● TEXT:
'''

Pig: Javascript UDF

Pig: Javascript UDF

Simple UDF usage

An example of the simplest form of UDF. A simple value input and a simple value in return.

Javascript UDF

/myhome/pigUtil.js:

'use strict';

inc.outputSchema = 'integer:double';
function inc(rawQty) {
    var qty = parseInt(rawQty, 10);
    qty += 1;
    return qty;
}

Pig UDF usage

The Pig script registers the javascript UDF as pigUtil, loads the data, generates the final dataset and then saves the result to a CSV output.

// Register the UDF to be able to use it.
register /myhome/pigUtil.js using javascript as pigUtil;

// Load the data file.
data = LOAD '/data/my-file.csv' USING PigStorage(';') AS (
    id:int,
    qty:int,
    title:chararray,
    category:chararray
);

// Parse the data.
data_prep = FOREACH data GENERATE
    id AS id,
    pigUtil.inc(qty) AS qty,
    title AS title,
    category AS category;

// Store the result into a new location.
STORE data_prep INTO '/data/output/my-file' USING PigStorage(';', '-schema');

Bag UDF usage

And now for the example handling bags with a javascript UDF. This turned out to be a bit tricky. There was no documentation in the official docs, so I just had to fiddle this out for my self.

Javascript UDF

/myhome/pigUtil.js:

'use strict';

// Yes-yes, I know there is a SUM function inside Pig, but this is 
// still a valid example.

'''

[Collected data entries]

'''

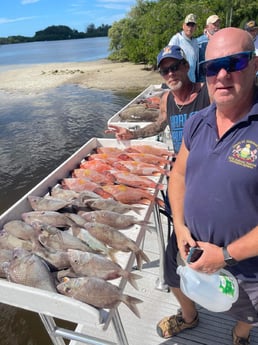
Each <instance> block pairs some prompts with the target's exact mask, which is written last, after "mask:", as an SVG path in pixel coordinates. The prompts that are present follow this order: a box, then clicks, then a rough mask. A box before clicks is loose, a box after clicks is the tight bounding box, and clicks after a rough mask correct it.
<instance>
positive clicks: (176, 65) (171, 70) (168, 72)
mask: <svg viewBox="0 0 258 345" xmlns="http://www.w3.org/2000/svg"><path fill="white" fill-rule="evenodd" d="M181 64H182V61H181V60H180V61H178V62H175V63H173V64H172V65H170V66H168V67H166V68H160V69H159V73H160V75H162V76H165V75H167V74H168V73H169V72H176V71H178V70H179V68H180V65H181Z"/></svg>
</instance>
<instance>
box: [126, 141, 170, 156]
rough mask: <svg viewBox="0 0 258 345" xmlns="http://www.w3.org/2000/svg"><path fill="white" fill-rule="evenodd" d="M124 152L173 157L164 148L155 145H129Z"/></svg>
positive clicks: (167, 150) (169, 153) (168, 150)
mask: <svg viewBox="0 0 258 345" xmlns="http://www.w3.org/2000/svg"><path fill="white" fill-rule="evenodd" d="M125 152H138V153H148V154H149V153H150V154H153V155H155V156H159V157H160V156H165V157H171V156H174V153H173V152H171V151H169V150H168V149H166V148H163V147H158V146H155V145H144V144H143V145H130V146H129V147H128V148H126V149H125Z"/></svg>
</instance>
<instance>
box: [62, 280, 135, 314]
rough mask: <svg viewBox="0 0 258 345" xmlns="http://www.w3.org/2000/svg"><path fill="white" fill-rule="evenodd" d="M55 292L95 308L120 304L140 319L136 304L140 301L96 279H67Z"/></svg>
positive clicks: (106, 306)
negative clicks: (77, 300) (75, 299)
mask: <svg viewBox="0 0 258 345" xmlns="http://www.w3.org/2000/svg"><path fill="white" fill-rule="evenodd" d="M57 290H58V291H59V292H60V293H61V294H63V295H66V296H69V297H72V298H75V299H77V300H79V301H81V302H85V303H87V304H90V305H92V306H94V307H96V308H108V309H110V308H114V307H117V306H118V304H119V303H120V302H123V303H125V304H126V305H127V307H128V308H129V309H131V311H132V312H133V313H134V314H135V315H136V316H137V317H139V318H140V314H139V311H138V309H137V306H136V304H138V303H141V302H142V301H141V300H140V299H138V298H135V297H132V296H129V295H125V294H123V293H122V291H121V290H120V289H119V288H118V287H117V286H115V285H113V284H111V283H109V282H107V281H105V280H104V279H101V278H96V277H79V278H67V279H65V280H64V281H63V282H62V283H60V284H58V285H57Z"/></svg>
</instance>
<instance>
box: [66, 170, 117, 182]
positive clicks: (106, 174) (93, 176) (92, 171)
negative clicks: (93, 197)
mask: <svg viewBox="0 0 258 345" xmlns="http://www.w3.org/2000/svg"><path fill="white" fill-rule="evenodd" d="M72 176H73V177H79V178H87V179H89V180H90V181H92V182H95V183H98V184H106V183H114V182H115V177H114V176H113V175H112V174H111V173H110V172H109V171H106V172H101V173H100V172H98V171H94V170H92V169H74V170H73V172H72Z"/></svg>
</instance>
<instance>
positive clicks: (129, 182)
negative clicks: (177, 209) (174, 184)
mask: <svg viewBox="0 0 258 345" xmlns="http://www.w3.org/2000/svg"><path fill="white" fill-rule="evenodd" d="M111 173H112V174H113V176H114V177H115V180H116V183H120V184H125V185H126V186H129V187H136V188H144V189H148V188H152V189H155V188H156V189H159V190H163V189H164V185H162V184H161V183H157V182H155V181H153V180H151V179H150V178H149V177H147V176H140V175H136V174H132V173H130V172H128V171H114V170H111Z"/></svg>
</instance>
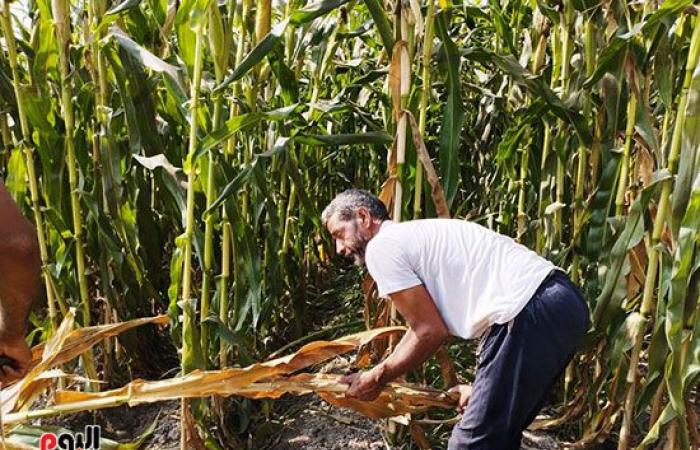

'''

Starting at "The Pig script" and stopping after "the data file.", rewrite the Pig UDF text with "data file" changed to "input file".

● TASK SOLUTION:
The Pig script registers the javascript UDF as pigUtil, loads the data, generates the final dataset and then saves the result to a CSV output.

// Register the UDF to be able to use it.
register /myhome/pigUtil.js using javascript as pigUtil;

// Load the input file.